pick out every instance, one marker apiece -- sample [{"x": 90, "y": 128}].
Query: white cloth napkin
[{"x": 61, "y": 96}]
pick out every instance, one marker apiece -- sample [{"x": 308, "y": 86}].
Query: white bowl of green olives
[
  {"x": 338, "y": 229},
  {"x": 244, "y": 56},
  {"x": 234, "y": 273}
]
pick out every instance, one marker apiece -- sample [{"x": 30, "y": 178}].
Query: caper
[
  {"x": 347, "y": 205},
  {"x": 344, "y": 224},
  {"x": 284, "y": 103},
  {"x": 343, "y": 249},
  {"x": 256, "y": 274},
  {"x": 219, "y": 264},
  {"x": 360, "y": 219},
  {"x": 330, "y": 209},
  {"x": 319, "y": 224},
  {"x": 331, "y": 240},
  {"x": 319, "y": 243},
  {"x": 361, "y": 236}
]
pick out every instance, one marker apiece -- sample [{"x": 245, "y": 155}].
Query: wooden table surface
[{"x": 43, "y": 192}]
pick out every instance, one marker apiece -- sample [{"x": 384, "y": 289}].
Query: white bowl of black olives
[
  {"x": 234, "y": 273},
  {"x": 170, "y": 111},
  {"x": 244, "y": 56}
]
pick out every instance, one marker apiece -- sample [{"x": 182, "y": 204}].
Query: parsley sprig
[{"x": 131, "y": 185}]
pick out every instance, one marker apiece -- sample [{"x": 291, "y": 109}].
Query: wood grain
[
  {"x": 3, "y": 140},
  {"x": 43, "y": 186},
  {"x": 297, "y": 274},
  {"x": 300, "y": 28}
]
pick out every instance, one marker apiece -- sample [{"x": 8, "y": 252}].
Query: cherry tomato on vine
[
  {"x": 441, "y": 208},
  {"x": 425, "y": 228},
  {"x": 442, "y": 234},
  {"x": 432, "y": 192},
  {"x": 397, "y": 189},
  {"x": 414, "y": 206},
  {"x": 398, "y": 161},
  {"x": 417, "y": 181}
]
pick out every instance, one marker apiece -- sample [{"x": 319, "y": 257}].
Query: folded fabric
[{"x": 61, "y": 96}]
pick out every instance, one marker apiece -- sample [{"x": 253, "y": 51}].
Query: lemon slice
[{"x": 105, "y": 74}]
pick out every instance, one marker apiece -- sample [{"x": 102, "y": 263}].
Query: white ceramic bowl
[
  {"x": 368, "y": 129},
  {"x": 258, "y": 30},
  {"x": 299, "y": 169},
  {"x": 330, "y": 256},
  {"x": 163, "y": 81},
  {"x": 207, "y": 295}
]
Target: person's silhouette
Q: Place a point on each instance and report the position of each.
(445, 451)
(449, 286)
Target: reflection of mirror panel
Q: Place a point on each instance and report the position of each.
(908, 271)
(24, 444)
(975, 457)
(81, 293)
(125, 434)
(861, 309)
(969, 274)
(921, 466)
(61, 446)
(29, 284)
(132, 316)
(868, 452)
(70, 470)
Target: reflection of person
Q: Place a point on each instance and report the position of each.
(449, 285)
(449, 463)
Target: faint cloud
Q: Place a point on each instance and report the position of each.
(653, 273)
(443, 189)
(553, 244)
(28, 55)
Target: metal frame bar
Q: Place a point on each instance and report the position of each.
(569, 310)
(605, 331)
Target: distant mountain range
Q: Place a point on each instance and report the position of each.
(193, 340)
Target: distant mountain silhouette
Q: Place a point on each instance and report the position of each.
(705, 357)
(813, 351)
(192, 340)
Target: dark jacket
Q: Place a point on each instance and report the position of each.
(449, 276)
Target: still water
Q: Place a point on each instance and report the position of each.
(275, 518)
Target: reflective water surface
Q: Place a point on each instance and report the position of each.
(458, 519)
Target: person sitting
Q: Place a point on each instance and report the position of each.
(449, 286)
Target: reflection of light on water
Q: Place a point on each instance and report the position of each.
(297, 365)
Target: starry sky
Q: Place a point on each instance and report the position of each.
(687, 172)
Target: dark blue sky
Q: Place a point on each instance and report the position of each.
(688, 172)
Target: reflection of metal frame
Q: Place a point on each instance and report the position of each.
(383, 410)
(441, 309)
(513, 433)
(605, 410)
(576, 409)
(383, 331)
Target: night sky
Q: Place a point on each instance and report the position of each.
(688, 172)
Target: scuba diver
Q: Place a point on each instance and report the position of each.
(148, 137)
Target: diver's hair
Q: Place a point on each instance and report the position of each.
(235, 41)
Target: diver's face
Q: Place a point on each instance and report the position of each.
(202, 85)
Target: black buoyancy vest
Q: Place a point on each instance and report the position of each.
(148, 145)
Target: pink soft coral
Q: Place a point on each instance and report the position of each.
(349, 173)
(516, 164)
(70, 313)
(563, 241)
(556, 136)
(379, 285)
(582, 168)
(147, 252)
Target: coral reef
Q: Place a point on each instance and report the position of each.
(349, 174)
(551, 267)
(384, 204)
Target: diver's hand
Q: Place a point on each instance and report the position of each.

=== TRY IT ===
Produce a precise copy of all the material above.

=== PROBLEM SOLUTION ===
pick out every instance, one marker apiece -- sample [{"x": 90, "y": 128}].
Query: white cloth napkin
[{"x": 61, "y": 96}]
pick out every instance, one marker apiece -- sample [{"x": 308, "y": 86}].
Query: white bowl of green olives
[
  {"x": 338, "y": 229},
  {"x": 244, "y": 56},
  {"x": 234, "y": 273}
]
pick out every instance, one marker apiece -- sample [{"x": 30, "y": 178}].
Query: caper
[
  {"x": 347, "y": 205},
  {"x": 344, "y": 224},
  {"x": 284, "y": 103},
  {"x": 343, "y": 249},
  {"x": 256, "y": 274},
  {"x": 219, "y": 264},
  {"x": 360, "y": 219},
  {"x": 330, "y": 209},
  {"x": 319, "y": 224},
  {"x": 331, "y": 240},
  {"x": 319, "y": 243},
  {"x": 361, "y": 236}
]
pick out every instance, one marker apiece -- sample [{"x": 245, "y": 155}].
Query: wooden table surface
[{"x": 43, "y": 192}]
pick out every instance, one marker apiece -- sample [{"x": 384, "y": 289}].
Query: white bowl of black olives
[
  {"x": 234, "y": 273},
  {"x": 170, "y": 111},
  {"x": 244, "y": 56}
]
pick out every instance, one marker apiece -- sample [{"x": 182, "y": 204}].
Query: parsley sprig
[{"x": 131, "y": 185}]
pick out every instance, one marker apiece -- sample [{"x": 291, "y": 109}].
Query: wood grain
[
  {"x": 3, "y": 140},
  {"x": 43, "y": 186},
  {"x": 297, "y": 274},
  {"x": 300, "y": 28}
]
pick out every instance, one marker apiece -- sample [{"x": 8, "y": 252}].
Query: cherry tomato on vine
[
  {"x": 441, "y": 208},
  {"x": 425, "y": 228},
  {"x": 442, "y": 234},
  {"x": 432, "y": 192},
  {"x": 397, "y": 189},
  {"x": 414, "y": 206},
  {"x": 398, "y": 161},
  {"x": 417, "y": 181}
]
pick out every instance, one marker apiece -- sample [{"x": 319, "y": 257}].
Query: folded fabric
[{"x": 61, "y": 96}]
pick out every instance, one marker apiece -- sample [{"x": 253, "y": 51}].
Query: lemon slice
[{"x": 105, "y": 74}]
pick out every instance, one marker apiece -- sample [{"x": 102, "y": 263}].
Query: white ceramic bowl
[
  {"x": 368, "y": 129},
  {"x": 258, "y": 30},
  {"x": 299, "y": 169},
  {"x": 330, "y": 256},
  {"x": 163, "y": 81},
  {"x": 207, "y": 295}
]
Target: person's silhouette
Q: Place a point on each instance and report the position of each.
(445, 451)
(449, 286)
Target: reflection of mirror panel
Q: Place a point on each instance and report the position of each.
(908, 271)
(24, 444)
(975, 457)
(81, 293)
(125, 434)
(861, 309)
(969, 274)
(921, 466)
(61, 446)
(29, 284)
(132, 316)
(868, 452)
(70, 470)
Target: reflection of person
Q: Place a point on each instance and report the position of each.
(449, 285)
(449, 463)
Target: faint cloud
Q: Place a point on each instance and report the position of each.
(653, 273)
(443, 189)
(553, 244)
(28, 55)
Target: metal frame bar
Q: Place a point on each instance and report the position of each.
(569, 310)
(605, 331)
Target: distant mountain range
Q: Place a point on each instance and report the position of each.
(193, 340)
Target: distant mountain silhouette
Q: Place a point on each instance and report the position of each.
(705, 357)
(813, 351)
(192, 340)
Target: dark jacket
Q: Place a point on each instance and report the position of each.
(449, 276)
Target: still water
Q: Place a point on each instance and report the position of each.
(275, 518)
Target: reflective water surface
Q: Place a point on each instance and report the position of each.
(458, 519)
Target: person sitting
Q: Place a point on each instance and report the position of each.
(449, 286)
Target: reflection of light on water
Q: Place a point on each instance and report the position of each.
(297, 365)
Target: starry sky
Q: Place a point on each instance and report the position of each.
(687, 172)
Target: dark blue sky
Q: Place a point on each instance and report the position of each.
(688, 172)
Target: reflection of metal frame
Q: Place a point on each instance and report the position of each.
(383, 410)
(441, 309)
(513, 433)
(605, 410)
(576, 409)
(383, 331)
Target: night sky
Q: Place a point on each instance and report the position of each.
(688, 172)
Target: scuba diver
Q: Place a point on each instance and report the position of each.
(148, 137)
Target: diver's hair
Q: Place a point on each instance and report the position of each.
(235, 41)
Target: diver's face
Q: Place a point on each instance and report the position of each.
(202, 85)
Target: black buoyancy vest
Q: Place a point on each instance and report the position of each.
(148, 145)
Target: pink soft coral
Q: Place a point on each instance and report the position of each.
(349, 173)
(516, 164)
(70, 313)
(563, 241)
(556, 136)
(379, 285)
(582, 168)
(147, 252)
Target: coral reef
Q: Place a point on each instance and report the position of each.
(349, 174)
(551, 267)
(384, 204)
Target: diver's hand
Q: Place a point on each instance and report the position of each.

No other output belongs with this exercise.